• _Task details_: Convert the listing below into a JSON array of strings, one string per line, with blank lines omitted.

• _Data_:
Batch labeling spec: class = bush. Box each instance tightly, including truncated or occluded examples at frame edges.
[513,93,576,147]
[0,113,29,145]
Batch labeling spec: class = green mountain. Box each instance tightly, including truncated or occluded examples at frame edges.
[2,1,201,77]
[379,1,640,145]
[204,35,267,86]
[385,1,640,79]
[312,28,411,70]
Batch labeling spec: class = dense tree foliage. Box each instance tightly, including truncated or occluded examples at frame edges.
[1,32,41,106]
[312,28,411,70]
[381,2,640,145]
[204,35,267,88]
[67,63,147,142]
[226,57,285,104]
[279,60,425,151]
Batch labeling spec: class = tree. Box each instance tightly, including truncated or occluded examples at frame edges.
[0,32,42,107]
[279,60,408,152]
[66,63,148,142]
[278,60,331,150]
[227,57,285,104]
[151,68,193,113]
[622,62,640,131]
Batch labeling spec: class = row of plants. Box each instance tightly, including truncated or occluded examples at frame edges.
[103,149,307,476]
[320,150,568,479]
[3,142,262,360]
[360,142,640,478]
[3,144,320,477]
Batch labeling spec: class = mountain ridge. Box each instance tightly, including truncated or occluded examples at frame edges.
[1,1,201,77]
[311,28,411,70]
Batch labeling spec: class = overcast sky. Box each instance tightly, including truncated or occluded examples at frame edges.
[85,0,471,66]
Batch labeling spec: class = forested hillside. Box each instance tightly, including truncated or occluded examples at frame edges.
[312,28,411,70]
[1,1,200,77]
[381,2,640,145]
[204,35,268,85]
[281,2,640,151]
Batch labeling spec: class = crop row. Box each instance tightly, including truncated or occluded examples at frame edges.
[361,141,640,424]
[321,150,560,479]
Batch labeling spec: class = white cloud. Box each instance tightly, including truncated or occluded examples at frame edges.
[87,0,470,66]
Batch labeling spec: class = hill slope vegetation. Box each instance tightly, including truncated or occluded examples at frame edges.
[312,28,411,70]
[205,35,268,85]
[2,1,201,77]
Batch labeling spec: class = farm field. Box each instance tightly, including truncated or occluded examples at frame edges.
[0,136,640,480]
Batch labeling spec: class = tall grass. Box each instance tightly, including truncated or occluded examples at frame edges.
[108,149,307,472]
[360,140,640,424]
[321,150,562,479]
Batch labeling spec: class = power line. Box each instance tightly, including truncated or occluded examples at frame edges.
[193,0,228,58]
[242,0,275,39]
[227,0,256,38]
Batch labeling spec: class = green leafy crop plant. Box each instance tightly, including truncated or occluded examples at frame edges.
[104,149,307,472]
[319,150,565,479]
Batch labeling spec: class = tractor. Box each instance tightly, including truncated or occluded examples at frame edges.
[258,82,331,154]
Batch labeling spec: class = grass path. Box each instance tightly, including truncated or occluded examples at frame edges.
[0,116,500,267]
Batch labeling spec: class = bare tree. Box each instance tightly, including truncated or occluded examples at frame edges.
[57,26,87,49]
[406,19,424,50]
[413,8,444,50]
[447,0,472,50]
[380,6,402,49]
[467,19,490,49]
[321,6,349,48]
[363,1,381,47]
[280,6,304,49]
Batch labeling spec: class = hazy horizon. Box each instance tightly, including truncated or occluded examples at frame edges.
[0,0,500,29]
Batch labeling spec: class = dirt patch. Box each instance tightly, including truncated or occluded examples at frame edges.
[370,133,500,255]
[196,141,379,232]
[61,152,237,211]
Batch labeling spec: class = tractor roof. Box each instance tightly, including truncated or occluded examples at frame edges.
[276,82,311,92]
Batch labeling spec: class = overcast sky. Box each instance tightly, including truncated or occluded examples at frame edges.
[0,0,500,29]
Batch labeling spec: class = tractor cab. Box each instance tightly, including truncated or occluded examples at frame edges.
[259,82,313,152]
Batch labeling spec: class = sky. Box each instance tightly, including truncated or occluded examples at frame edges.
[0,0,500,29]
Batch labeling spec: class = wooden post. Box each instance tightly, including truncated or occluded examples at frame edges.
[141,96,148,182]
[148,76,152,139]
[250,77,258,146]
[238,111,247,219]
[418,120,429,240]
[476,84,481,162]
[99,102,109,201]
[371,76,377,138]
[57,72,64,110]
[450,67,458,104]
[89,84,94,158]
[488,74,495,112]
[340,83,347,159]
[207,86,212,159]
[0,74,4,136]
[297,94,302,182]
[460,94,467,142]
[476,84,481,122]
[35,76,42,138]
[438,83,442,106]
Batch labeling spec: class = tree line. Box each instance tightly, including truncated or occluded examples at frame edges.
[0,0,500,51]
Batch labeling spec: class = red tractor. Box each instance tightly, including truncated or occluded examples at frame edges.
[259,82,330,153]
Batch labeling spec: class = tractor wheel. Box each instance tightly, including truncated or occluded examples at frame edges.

• _Exercise result_:
[
  "Batch labeling spec: class = bush. Box each instance tightly, including truncated or occluded examples at frame edges.",
  "[513,93,576,147]",
  "[0,113,29,145]",
  "Batch labeling spec: class = green mountain. Box each instance tightly, including truncated or occluded examples at frame edges.",
  "[2,1,201,77]",
  "[379,1,640,145]",
  "[204,35,267,86]",
  "[385,1,640,79]",
  "[312,28,411,70]",
  "Batch labeling spec: class = dense tree foliage. Box each instance tightly, including truncated or occluded examples at frame edges.",
  "[1,32,41,106]",
  "[312,28,411,70]",
  "[381,2,640,145]",
  "[204,35,267,88]",
  "[67,63,147,142]",
  "[226,57,285,104]",
  "[279,60,425,151]",
  "Batch labeling spec: class = tree. Box each instance tightly, including truncated or occluded examples at frame edges.",
  "[0,32,42,107]",
  "[279,60,408,152]",
  "[66,63,148,142]",
  "[278,60,331,150]",
  "[227,57,285,104]",
  "[151,68,193,113]",
  "[622,62,640,131]",
  "Batch labeling spec: class = row of plants. Box each instance tightly, including truncated or occluded examples at frame edges.",
  "[103,149,307,476]",
  "[320,150,568,479]",
  "[3,142,262,360]",
  "[360,142,640,478]",
  "[3,144,320,477]",
  "Batch labeling spec: class = mountain ridge. Box each instance tightly, including truncated or occluded examples at frame edges.",
  "[1,1,201,77]",
  "[311,28,411,70]",
  "Batch labeling spec: class = overcast sky. Box each instance tightly, including truncated or occluded examples at frame edges.",
  "[85,0,471,66]",
  "Batch labeling spec: class = forested hillside. Box each instance tightly, including truncated or occluded examples at frame edges.",
  "[312,28,411,70]",
  "[1,1,200,77]",
  "[381,2,640,145]",
  "[204,35,268,85]",
  "[281,2,640,151]",
  "Batch labeling spec: class = crop row. Box each instance tightly, including truncated or occluded examples at frame edges.",
  "[361,141,640,424]",
  "[321,150,560,479]",
  "Batch labeling spec: class = white cloud. Box each instance tightly, including truncated or occluded examples at frame edges.",
  "[87,0,470,66]",
  "Batch labeling spec: class = hill slope vegetation. Box each instance tightly, including truncated or occluded examples at frame edges.",
  "[312,28,411,70]",
  "[205,35,268,85]",
  "[2,1,201,77]",
  "Batch labeling spec: class = farm field. Box each instance tightly, including truncated or occluded examples at frame edges.",
  "[0,136,640,480]",
  "Batch labeling spec: class = tall grass. Box each instance tightly, including truncated or occluded examples at frame edges.",
  "[108,149,307,472]",
  "[360,140,640,424]",
  "[321,150,562,479]",
  "Batch labeling spec: class = power line. Box each instance tightly, including truncated or occluded examples at frame edges.",
  "[193,0,228,58]",
  "[242,0,275,39]",
  "[227,0,256,38]",
  "Batch labeling spec: class = green leafy crop plant. Box each instance tightly, including truncated or occluded examples at frame edges.",
  "[104,149,307,472]",
  "[319,150,565,479]",
  "Batch labeling spec: class = tractor. Box each instance tightly, including truncated or occluded examples at frame edges.",
  "[258,82,331,154]",
  "Batch labeling spec: class = grass path. Box each instance tightly, including truncated or occluded examples at frame edges.",
  "[0,116,500,267]",
  "Batch labeling spec: class = bare tree. Box each instance tightly, including truncated or occluded examples at frame edges.",
  "[57,26,87,49]",
  "[406,19,424,50]",
  "[413,8,444,50]",
  "[447,0,472,50]",
  "[380,6,402,49]",
  "[467,19,490,49]",
  "[321,6,349,48]",
  "[363,1,381,47]",
  "[280,6,304,49]",
  "Batch labeling spec: class = hazy horizon. Box each instance tightly, including truncated or occluded examples at frame edges.",
  "[0,0,500,29]",
  "Batch labeling spec: class = dirt patch. Box each instance tightly, including truncated or occluded examples at frame edges.",
  "[370,133,500,255]",
  "[196,141,379,232]",
  "[61,152,237,211]",
  "Batch labeling spec: class = tractor roof. Box each instance tightly, including truncated or occluded examples at frame edges.",
  "[276,82,311,92]",
  "Batch labeling spec: class = overcast sky. Box each instance tightly, including truncated or occluded examples at frame edges.",
  "[0,0,500,29]",
  "Batch labeling spec: class = tractor cab. Box each instance tightly, including truncated or occluded examples at frame edges.",
  "[259,82,313,152]",
  "Batch labeling spec: class = sky. Box each instance tightly, including truncated or occluded examples at frame edges.",
  "[0,0,500,29]",
  "Batch labeling spec: class = wooden post. Box each instance tightly, including truncated or occluded examples at frame edges.",
  "[141,96,148,182]",
  "[148,76,152,139]",
  "[250,77,258,146]",
  "[238,111,247,219]",
  "[418,120,429,240]",
  "[476,84,481,162]",
  "[99,102,109,201]",
  "[371,76,377,138]",
  "[57,72,64,110]",
  "[450,67,458,104]",
  "[89,84,94,158]",
  "[488,74,495,112]",
  "[340,83,347,159]",
  "[207,86,212,159]",
  "[0,74,4,136]",
  "[297,94,302,182]",
  "[460,94,467,142]",
  "[476,84,481,122]",
  "[35,76,42,138]",
  "[438,83,442,106]",
  "Batch labeling spec: class = tree line. Box each instance tightly, including truncated or occluded examples at frame edges.",
  "[0,0,500,51]",
  "Batch labeling spec: class = red tractor. Box each instance tightly, including truncated or occluded examples at frame edges.",
  "[259,82,330,153]",
  "Batch labeling spec: class = tractor wheel. Box each instance tightly, including truncated or occluded examples at frame edges."
]